• Page excerpt:
+ + + +

The development of a pharmaceutical drug is a long and complex process, which on average takes between 10 and 15 years, requiring 10,000 synthesized molecules to finally market one drug. Today, Pierre Fabre R&D focuses on 5 main areas of expertise.
Plants and water are a major source of multidisciplinary scientific investigations aimed at developing original active ingredients used in the fields of pharmaceuticals, family health care and dermo-cosmetics.
New chemical entities
Technological advances in molecular and cellular biology, structural biology, molecular modeling and medicinal chemistry help us to discover innovative therapeutic principles. These therapeutic principles are approved through the implementation of pharmacological models similar to clinical cases implemented during studies on patients, and are therefore highly predictive. Today, this expertise is an essential line of research, particularly in oncology and neuropsychiatry.
Research into biotechnologies (biotherapies based on monoclonal antibodies and recombinant proteins) also make up the cutting-edge expertise of Pierre Fabre research. The interest in monoclonal antibodies lies in their highly targeted mode of action, their efficacy and their greater tolerance in relation to chemotherapy treatments.

+ + + +

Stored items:
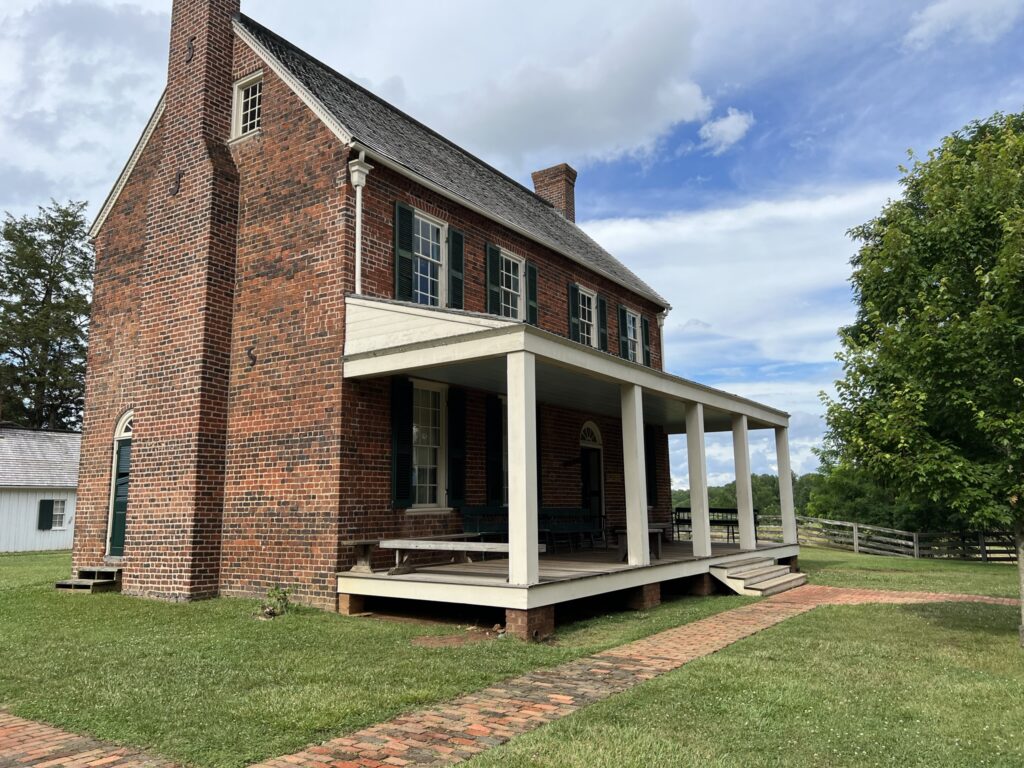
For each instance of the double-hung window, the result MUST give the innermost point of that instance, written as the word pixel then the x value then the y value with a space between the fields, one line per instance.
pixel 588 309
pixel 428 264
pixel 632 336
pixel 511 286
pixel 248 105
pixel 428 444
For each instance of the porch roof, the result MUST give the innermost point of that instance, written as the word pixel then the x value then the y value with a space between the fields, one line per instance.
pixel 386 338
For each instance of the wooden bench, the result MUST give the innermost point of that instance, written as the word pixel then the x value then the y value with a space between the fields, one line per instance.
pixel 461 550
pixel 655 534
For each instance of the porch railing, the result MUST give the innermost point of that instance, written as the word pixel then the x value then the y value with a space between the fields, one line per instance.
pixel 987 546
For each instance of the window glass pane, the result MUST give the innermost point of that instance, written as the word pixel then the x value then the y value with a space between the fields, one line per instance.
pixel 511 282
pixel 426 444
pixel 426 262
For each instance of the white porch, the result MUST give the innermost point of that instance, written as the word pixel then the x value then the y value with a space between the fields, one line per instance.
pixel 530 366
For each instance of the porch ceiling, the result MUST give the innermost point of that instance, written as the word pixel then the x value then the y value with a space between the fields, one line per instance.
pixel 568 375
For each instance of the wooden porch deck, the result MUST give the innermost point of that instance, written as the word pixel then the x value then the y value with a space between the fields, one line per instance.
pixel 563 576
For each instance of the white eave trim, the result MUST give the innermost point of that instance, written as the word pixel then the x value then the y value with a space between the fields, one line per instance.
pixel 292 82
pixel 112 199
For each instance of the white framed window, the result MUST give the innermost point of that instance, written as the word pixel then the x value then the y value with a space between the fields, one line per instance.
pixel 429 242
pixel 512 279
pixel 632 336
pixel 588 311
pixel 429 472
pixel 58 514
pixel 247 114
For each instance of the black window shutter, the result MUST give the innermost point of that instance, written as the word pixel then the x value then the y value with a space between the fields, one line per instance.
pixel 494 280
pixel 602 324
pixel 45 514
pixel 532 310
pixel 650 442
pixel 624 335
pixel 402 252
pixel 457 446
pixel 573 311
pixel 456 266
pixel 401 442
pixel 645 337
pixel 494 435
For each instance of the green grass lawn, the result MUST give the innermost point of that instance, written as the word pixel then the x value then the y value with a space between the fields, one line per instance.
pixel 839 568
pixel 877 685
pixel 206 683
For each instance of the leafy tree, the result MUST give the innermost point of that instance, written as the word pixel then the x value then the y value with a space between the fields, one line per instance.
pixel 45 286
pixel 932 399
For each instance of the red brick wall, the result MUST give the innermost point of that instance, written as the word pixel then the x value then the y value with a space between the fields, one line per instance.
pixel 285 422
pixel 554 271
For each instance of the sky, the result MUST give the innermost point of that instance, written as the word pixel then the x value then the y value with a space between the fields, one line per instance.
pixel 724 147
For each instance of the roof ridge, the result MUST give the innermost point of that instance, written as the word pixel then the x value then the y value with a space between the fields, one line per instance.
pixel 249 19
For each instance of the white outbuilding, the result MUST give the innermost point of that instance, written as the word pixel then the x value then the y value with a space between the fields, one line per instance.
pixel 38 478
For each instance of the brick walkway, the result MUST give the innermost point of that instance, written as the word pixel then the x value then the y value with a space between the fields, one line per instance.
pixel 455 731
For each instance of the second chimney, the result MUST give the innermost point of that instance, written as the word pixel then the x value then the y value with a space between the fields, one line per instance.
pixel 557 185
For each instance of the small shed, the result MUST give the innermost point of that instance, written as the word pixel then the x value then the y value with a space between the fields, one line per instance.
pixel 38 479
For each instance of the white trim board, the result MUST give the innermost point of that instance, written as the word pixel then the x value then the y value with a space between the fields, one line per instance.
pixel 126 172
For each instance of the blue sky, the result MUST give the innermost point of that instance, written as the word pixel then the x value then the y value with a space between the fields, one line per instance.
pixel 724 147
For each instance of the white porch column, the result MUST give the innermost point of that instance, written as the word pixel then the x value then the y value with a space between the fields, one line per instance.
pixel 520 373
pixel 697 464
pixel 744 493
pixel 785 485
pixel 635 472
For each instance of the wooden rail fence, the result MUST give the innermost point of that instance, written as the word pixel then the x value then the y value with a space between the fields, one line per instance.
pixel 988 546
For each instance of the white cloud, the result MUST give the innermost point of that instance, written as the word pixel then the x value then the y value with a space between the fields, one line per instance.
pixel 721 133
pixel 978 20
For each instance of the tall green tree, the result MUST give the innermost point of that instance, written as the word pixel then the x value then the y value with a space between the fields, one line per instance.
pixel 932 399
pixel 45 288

+ + + +

• Problem set:
1. In the Pierre Fabre research text, rewrite the paragraph beginning "Technological advances in molecular and cellular biology" as a short bulleted list that keeps its main facts.
2. Extend the Pierre Fabre research text with a further paragraph that picks up after its last sentence.

• List of answers:
1.
- Advances in molecular and cellular biology, structural biology, molecular modeling and medicinal chemistry help discover innovative therapeutic principles.
- These principles are approved using pharmacological models similar to clinical cases in patient studies, which makes them highly predictive.
- This expertise is an essential line of research, particularly in oncology and neuropsychiatry.

2.
At the crossroads of chemistry and biotechnologies, they are currently a booming class of pharmaceuticals for cancer treatment because they allow the active components to be delivered to the very core of a cancerous cell without affecting the healthy cells. Our research teams have complementary know-how for designing, producing and assessing such molecules, by combining the expertise of targeted biotherapies developed in Saint-Julien-en-Genevois, that of cytotoxic agents studied at Toulouse-Oncopole and the chemistry know-how of the teams in Toulouse and Castres (Péraudel).
Somewhere in between laboratory research and clinical research, translational medicine endeavors to expedite innovative therapies based on fundamental discoveries and scientific hypotheses developed in laboratories to ensure patients benefit as quickly as possible. The main challenge of this emerging discipline is to develop technical tools that can be used to best exploit the copious amounts of data generated by fundamental research, pre-clinical and clinical studies, and medical imaging. This discipline in particular uses biomarkers to guide early clinical development and to select 'responder' patients in order to improve the predictive nature of trials.